### 原文
══════════

CS61B srping 2018 proj1b https://sp18.datastructur.es/
Despite the sufferring from the former disc04 ,i get the golden rule of extended classes' type discrmination ,that is , in a 赋值过程中,在类型层级上,右边的一定要小于左边的。(你可以把小的类型的塞进大的类型中去)。
lab4 是一个讨论课,讨论主题是之前的proj1a的内容
获取需要的文件
As before, pull the skeleton using the command git pull skeleton master.
In the skeleton, we have provided the following files:
PalindromeFinder.java: Class that helps identify generalized Palindromes in English.
CharacterComparator.java: An interface for comparing characters.
TestPalindrome.java: A class for JUnit tests for Palindrome.
TestOffByOne.java: A class for JUnit tests for OffByOne.
In addition you will create the following files:
Palindrome.java: A class for palindrome operations.
OffByOne.java: A class for off-by-1 comparators.
OffByN.java: A class for off-by-N comparators.
You’ll also need to cd into your library-sp18 folder. Once you’re there, use git pull origin master. If everything works as it should, you should see file called words.txt appear in the library-sp18/data folder.
In summary, these should be the shell commands to use:
Additional Optional Manual Download
本节需要ArrayDeque或者是LinkedListDeque ,如果你没有,可以点击这里下载 :下载链接,2025年一月还好用。

══════════

### 数据部分
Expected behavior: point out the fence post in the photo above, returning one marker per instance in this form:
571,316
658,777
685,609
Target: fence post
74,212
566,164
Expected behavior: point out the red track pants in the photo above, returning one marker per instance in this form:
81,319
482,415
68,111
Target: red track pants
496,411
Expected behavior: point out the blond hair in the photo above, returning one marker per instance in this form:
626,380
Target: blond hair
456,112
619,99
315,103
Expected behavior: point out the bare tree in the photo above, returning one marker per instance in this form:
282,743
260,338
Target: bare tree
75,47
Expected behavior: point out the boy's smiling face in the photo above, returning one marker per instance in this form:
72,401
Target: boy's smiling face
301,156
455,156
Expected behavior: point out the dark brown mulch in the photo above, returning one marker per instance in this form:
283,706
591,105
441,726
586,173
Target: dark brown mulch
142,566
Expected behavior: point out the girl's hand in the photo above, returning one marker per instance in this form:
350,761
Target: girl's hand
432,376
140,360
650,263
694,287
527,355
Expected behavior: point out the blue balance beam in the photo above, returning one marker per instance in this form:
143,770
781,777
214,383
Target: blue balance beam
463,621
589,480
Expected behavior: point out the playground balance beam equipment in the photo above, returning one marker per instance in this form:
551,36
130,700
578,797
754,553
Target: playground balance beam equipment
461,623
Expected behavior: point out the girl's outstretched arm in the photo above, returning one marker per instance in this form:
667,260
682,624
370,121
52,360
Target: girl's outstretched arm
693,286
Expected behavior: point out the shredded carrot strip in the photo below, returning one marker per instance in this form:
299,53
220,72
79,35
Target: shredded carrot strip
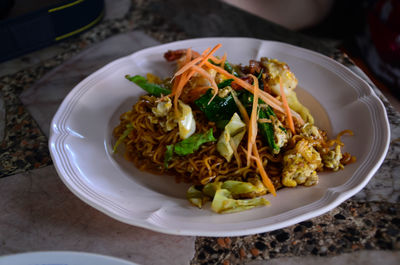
205,59
188,65
241,108
223,60
286,106
252,131
266,97
177,89
235,153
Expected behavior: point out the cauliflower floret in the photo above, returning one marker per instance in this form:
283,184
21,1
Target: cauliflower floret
300,165
311,131
332,159
275,70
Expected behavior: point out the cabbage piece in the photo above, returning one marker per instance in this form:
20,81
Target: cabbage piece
240,189
232,134
193,143
211,188
187,124
195,196
224,203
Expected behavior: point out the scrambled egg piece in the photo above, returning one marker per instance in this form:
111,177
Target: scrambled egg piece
281,135
163,109
276,70
186,122
310,131
231,137
300,165
332,159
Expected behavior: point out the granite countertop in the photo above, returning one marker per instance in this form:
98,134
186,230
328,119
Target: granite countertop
40,213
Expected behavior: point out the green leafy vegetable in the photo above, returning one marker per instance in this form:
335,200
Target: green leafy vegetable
219,109
168,155
125,134
151,88
193,143
266,129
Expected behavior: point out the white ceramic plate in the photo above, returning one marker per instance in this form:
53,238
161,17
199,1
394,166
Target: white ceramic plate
61,258
81,143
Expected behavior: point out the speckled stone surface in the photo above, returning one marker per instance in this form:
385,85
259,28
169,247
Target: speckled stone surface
368,221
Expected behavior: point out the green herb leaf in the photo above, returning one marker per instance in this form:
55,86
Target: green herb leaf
219,109
266,129
193,143
168,155
125,134
151,88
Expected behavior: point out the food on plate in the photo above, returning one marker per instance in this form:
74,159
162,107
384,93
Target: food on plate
235,132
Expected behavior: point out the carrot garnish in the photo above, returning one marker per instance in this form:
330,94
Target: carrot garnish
241,108
252,131
286,106
266,97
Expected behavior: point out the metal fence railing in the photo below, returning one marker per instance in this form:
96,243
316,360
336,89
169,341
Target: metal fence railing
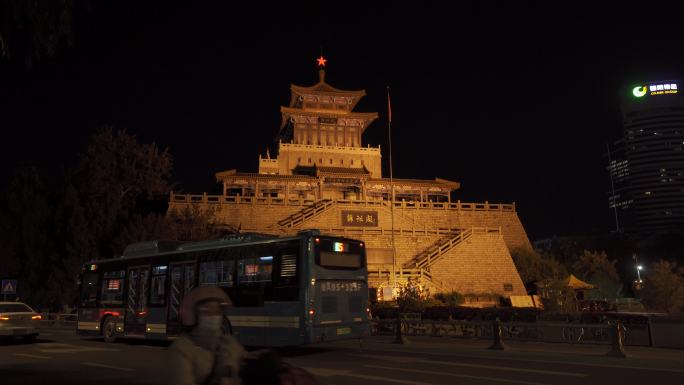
635,334
64,320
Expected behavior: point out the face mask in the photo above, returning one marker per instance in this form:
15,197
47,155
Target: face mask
210,323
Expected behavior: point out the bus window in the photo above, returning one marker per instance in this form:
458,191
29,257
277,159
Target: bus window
218,273
89,290
158,289
333,254
255,269
254,276
112,288
286,271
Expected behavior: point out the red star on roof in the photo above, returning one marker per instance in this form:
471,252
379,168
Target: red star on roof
321,61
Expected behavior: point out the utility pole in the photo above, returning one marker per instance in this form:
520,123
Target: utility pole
394,248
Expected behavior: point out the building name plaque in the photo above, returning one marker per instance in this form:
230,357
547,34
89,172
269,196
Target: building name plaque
325,120
365,218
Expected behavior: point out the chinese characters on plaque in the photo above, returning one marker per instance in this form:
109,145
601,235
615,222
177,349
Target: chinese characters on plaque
359,218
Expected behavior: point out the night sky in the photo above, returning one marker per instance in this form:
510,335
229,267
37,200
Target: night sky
516,102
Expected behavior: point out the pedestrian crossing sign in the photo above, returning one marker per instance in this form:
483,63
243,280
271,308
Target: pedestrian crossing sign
9,286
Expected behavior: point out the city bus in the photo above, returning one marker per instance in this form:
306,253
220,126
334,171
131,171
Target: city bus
285,291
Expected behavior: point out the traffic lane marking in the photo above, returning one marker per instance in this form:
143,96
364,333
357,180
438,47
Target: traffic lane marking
31,355
69,348
483,356
477,366
323,372
96,364
435,373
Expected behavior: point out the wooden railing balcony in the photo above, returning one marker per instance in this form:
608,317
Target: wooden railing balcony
237,199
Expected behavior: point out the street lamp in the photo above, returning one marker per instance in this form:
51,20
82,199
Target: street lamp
638,267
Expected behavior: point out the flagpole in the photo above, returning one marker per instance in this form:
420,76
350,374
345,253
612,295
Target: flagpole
394,248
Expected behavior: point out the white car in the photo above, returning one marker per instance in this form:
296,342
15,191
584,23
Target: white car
18,320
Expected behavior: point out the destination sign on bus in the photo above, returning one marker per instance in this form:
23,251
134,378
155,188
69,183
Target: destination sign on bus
340,286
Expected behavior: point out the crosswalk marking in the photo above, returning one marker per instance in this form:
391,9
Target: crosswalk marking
57,348
107,366
325,372
466,365
435,373
30,355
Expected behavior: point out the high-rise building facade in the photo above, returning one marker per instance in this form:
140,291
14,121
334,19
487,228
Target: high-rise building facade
646,166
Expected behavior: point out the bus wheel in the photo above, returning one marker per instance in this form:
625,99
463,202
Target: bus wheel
109,330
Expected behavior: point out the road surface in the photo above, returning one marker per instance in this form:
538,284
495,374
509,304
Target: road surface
61,357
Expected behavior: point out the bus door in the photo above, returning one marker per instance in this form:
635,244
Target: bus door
136,300
182,282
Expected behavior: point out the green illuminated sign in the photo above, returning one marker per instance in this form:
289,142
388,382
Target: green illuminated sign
639,91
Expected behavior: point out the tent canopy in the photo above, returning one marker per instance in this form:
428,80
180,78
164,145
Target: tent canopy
571,282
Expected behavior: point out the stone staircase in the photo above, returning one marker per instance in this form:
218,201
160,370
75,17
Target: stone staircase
384,272
306,213
426,259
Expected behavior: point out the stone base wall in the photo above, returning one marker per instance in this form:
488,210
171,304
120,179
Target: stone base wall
481,264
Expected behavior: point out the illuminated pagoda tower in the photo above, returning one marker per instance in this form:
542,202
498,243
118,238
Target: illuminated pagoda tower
323,177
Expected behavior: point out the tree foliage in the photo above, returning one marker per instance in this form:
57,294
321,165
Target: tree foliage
663,288
113,182
533,266
49,228
596,268
32,30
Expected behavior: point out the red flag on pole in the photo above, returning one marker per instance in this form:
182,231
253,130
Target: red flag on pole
389,107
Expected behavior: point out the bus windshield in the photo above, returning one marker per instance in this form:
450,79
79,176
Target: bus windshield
339,254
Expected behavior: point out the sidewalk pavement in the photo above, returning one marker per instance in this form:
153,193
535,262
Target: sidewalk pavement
558,353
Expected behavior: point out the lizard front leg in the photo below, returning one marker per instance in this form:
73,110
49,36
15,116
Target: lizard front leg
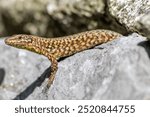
54,68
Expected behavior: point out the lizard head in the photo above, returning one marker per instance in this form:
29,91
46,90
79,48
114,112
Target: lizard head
23,41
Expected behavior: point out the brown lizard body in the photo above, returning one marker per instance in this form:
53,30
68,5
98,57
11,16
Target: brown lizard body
55,48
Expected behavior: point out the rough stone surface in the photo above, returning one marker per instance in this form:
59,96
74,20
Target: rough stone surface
134,14
53,17
115,70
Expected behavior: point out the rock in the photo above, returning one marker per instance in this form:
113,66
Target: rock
115,70
134,14
53,18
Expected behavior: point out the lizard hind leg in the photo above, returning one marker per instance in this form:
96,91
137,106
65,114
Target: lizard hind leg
54,68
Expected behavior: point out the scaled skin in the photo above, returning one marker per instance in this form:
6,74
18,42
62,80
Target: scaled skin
55,48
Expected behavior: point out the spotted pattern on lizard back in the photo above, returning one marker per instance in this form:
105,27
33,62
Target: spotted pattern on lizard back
56,48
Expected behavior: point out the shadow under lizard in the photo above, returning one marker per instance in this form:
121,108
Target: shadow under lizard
56,48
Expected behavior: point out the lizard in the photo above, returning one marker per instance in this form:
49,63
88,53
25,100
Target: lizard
58,47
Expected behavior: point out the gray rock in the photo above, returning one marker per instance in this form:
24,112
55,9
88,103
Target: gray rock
115,70
53,18
134,14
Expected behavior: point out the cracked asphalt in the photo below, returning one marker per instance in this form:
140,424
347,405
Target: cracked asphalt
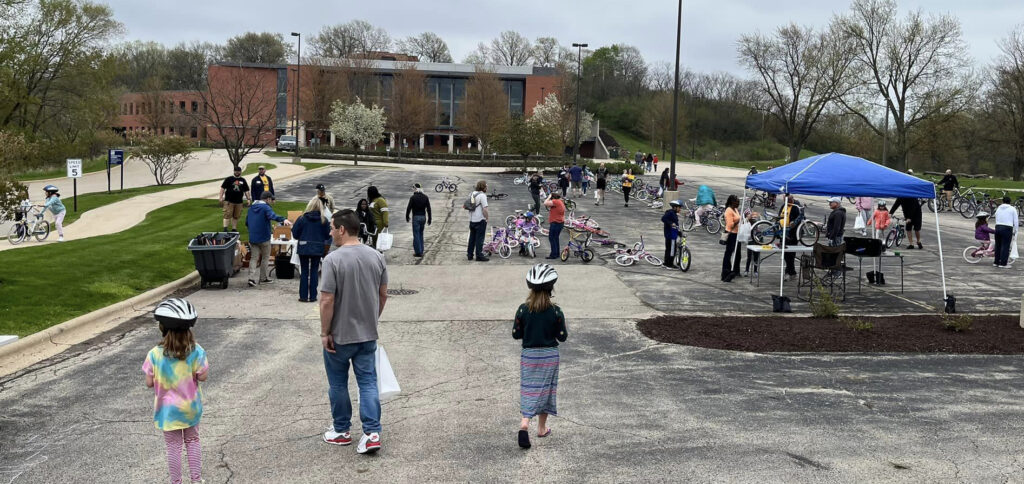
630,408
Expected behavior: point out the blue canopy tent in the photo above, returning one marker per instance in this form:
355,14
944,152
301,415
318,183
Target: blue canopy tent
842,175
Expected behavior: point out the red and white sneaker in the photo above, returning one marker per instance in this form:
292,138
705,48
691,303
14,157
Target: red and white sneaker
337,438
369,443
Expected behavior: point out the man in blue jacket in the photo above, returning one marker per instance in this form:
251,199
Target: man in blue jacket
258,220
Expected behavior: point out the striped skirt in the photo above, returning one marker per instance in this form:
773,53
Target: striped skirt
539,382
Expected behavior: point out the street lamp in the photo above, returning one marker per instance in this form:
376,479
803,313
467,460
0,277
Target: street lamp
298,67
576,147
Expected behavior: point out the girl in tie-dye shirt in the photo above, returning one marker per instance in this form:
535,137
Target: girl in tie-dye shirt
174,369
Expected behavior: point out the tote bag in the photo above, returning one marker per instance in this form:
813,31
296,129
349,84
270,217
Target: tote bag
384,240
387,385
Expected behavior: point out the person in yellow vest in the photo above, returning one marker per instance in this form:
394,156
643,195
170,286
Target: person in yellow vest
261,183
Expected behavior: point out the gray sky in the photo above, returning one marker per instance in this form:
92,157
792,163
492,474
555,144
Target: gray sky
711,28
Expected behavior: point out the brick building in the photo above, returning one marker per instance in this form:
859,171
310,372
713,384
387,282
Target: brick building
249,98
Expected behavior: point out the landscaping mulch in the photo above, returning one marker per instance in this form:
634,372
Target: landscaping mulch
906,334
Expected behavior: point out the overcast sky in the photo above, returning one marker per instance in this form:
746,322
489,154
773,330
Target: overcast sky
711,28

══════════

### 待完成任务
(a) 根据原文回答以下问题:
(i) 骨架代码提供的文件中,哪一个是用于比较字符的接口?
(ii) 在 library-sp18 文件夹中执行 git pull origin master 后,words.txt 应出现在哪个文件夹中?
(iii) 本节需要哪两种数据结构中的一种?
(b) 找出列表中包含字符串“rise”的所有行,并逐行列出。

### 参考解答
(a)
(i) CharacterComparator.java
(ii) library-sp18/data 文件夹
(iii) ArrayDeque 或 LinkedListDeque

(b)
Expected behavior: point out the high-rise building facade in the photo above, returning one marker per instance in this form:
Target: high-rise building facade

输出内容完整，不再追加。